Saved entries:
——

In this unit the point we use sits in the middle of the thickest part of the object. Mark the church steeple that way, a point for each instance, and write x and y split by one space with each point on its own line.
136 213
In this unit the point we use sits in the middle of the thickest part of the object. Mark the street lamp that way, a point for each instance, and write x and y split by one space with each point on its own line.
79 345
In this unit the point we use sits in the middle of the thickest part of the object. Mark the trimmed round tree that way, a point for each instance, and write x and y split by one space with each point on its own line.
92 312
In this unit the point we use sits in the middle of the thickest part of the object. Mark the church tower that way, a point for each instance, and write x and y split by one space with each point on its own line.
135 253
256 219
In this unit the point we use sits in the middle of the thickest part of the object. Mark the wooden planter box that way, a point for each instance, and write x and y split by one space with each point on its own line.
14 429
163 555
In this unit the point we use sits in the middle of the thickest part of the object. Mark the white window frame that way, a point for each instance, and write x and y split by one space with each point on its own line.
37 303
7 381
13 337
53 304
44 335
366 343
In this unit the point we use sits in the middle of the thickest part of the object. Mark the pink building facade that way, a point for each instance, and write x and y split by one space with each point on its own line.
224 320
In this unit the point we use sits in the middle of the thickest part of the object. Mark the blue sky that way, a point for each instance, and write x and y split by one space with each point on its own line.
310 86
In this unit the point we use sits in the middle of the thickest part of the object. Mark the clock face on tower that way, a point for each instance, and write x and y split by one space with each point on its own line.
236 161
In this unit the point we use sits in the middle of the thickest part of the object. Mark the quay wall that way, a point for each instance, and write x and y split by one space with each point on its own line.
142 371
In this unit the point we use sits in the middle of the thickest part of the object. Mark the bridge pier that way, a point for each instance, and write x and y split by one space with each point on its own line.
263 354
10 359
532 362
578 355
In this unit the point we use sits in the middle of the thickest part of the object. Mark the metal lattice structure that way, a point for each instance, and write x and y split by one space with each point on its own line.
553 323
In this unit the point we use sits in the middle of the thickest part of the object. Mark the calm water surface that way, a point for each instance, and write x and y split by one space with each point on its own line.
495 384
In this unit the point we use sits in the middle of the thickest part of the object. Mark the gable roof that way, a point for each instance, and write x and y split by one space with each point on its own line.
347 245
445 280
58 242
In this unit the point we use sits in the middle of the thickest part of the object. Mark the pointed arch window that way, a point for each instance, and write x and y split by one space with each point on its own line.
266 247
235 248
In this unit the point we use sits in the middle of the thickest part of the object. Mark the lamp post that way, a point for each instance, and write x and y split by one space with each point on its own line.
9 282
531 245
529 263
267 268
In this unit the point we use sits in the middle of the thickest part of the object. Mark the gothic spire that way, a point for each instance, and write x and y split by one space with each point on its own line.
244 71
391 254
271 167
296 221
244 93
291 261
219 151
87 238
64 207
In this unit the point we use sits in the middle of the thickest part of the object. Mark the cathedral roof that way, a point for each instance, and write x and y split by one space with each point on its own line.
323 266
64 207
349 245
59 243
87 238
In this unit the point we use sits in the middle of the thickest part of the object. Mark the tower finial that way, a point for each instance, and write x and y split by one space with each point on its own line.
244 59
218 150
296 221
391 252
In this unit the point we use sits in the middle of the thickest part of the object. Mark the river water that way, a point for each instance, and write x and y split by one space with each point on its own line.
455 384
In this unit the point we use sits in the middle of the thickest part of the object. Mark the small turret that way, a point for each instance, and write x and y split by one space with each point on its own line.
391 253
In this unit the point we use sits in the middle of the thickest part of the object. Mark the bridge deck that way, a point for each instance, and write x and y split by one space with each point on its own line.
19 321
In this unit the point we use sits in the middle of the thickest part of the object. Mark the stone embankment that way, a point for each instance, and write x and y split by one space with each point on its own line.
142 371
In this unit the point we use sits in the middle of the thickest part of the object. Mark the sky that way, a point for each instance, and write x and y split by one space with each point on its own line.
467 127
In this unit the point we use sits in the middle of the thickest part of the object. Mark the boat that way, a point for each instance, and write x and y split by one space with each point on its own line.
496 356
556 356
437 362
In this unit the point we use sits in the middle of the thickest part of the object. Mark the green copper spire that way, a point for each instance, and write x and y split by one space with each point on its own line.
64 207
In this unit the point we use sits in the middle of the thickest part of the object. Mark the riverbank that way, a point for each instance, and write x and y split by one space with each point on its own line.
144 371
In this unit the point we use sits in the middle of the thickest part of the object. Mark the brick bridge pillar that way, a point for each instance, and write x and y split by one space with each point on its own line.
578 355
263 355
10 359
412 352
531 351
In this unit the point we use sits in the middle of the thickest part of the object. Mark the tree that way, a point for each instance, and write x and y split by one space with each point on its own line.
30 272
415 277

——

* [Task statement]:
Give the entries again, every one of them exactly.

* [Response box]:
In this unit the point we use sits in the middle of the thickest part of the object. Mark the church steeple that way, a point for each instance, and write x and y split by one space with each point on its own line.
136 213
In this unit the point we use sits in the middle of the thickest part of the object. Mark the street lamp that way, a point for each instance, and write x and y split by one space with each point on its own line.
79 345
In this unit the point we use sits in the middle of the thickest part of the object. Mark the trimmed round tree that way, a point for each instance, and write x and y split by one space with each point on its own line.
92 312
In this unit the point we use sits in the middle of the thickest part of the object. Mark the church tower that way, a point for each instance, and write x and y split by one space with each point on its own line.
135 253
256 219
In this unit the point we use sits in the middle of the thickest part of the object. Mark the wooden planter box that way, a point for each instance, and write x and y split by one space with each point on its own line.
14 429
163 555
In this unit the point we use sits in the middle of the thickest part of the object. Mark the white window frame that way, a point for each instance, and write x and y split by one space with each point on its own line.
37 303
7 381
13 337
53 304
44 335
366 343
In this unit the point we use sits in the middle of the thickest part of the object. Mark the pink building facade that way, a point for each instance, and write x and y split by one space with each point on its own line.
224 320
In this unit the point we use sits in the middle of the thickest part of the object. Mark the blue sky that way, a point for each instance, and write x and y split by one space with each point on its own line.
310 86
In this unit the point we use sits in the middle of the thickest part of the object. Mark the clock face on tower that way, a point for each instance, and write x and y split by one space with each point on its own line.
236 161
In this unit the point we use sits in the middle of the thickest part of the object. Mark the quay wall that way, a point for each instance, and write x and y split by one space with each point on its own line.
142 371
In this unit the point we use sits in the middle of the thickest part of the object. Mark the bridge pier that way, a point for each instance, and write x and y split by one space with each point on its own line.
263 354
10 359
532 362
578 355
In this unit the point we use sits in the middle of the thickest part of the object. Mark the metal lattice structure that way, a point for each instance, and write x and y split by one space with each point on its own line.
553 323
In this unit the point we use sits in the middle of the thickest part of the object. Mark the calm water surface that way, a point for each instance, and write x and y split by one space with each point on its own line.
495 384
In this unit the point we use sits in the middle of the thickest part of the object. Mark the gable roof that way, a point for each instance, and write x and y split by one space with each point on its own line.
347 245
445 280
58 242
In this unit the point we use sits in the middle of the thickest part of the object. Mark the pointed arch window that way, a point for each instance, and write x and y split by one space with each point on its own line.
266 247
235 248
In this unit the point we use sits in the middle of the thickest part of the object. Mark the lamp post that way, a point for each instance, and write x and y split by one space with each point on its own line.
9 282
531 245
529 263
267 268
In this unit the point we use sits in the middle of the thickest part of the object. Mark the gothic spire that way, a point for each instance, and write x and y split by one space with each point on its own line.
244 71
391 254
271 167
296 221
244 93
291 261
219 151
87 238
64 207
In this unit the point we use sits in the middle of the thickest part of the object. Mark the cathedral roof that way, a point for each instance, and write x and y split by one space with each point on its own line.
323 266
64 207
349 245
59 243
87 238
In this unit the point we use sits in the middle of the thickest part of the object. Mark the tower finial that way, a point for each instance, and write x and y split by one space with each point on its own line.
244 59
218 150
296 221
391 252
In this unit the point we use sits in the middle of the thickest part of the object. Mark the river water that way, a point for each instance, and write x and y split by one space with each point on its own line.
455 384
In this unit the point we use sits in the middle of the thickest part of the object. Mark the small turret that way, a point for each instance, and write x and y split by one space with each point on its own line.
391 253
In this unit the point we use sits in the middle of the thickest part of the object. Mark the bridge deck that way, a point for each instance, and write x and y split by one space with each point on its own line.
19 321
In this unit the point we use sits in the middle of the thickest part of the object. Mark the stone embankment that way, a point for each instance, and write x and y split by one space with each point on its own line.
142 371
In this unit the point we use sits in the middle of the thickest part of the object. Mark the sky that way, a point for each instance, and write x and y split by one space with each point on its own line.
467 127
In this unit the point we use sits in the middle of the thickest part of the object. Mark the boat that way, a point for each instance, and write x and y split by one space with each point on its own line.
496 356
556 356
437 362
In this unit the point we use sits in the middle of the thickest part of the object. Mark the green copper spire that way, a point for each instance, and write x and y split by one space with each point on its own line.
64 207
In this unit the point we use sits in the middle of the thickest part of the object. Mark the riverbank that way, a point for each instance, and write x and y split by one space with each point on its own line.
144 371
In this unit the point we use sits in the middle of the thickest part of the object. Mark the brick bridge pillar that way, a point for each instance, and write x and y split by one space with each point on its own line.
578 355
263 355
10 359
412 352
531 351
In this unit the point we use sits in the middle of the thickest part of the object. Mark the tree that way, a point for each instance, and write x and y split by one space with each point on its own line.
30 272
415 277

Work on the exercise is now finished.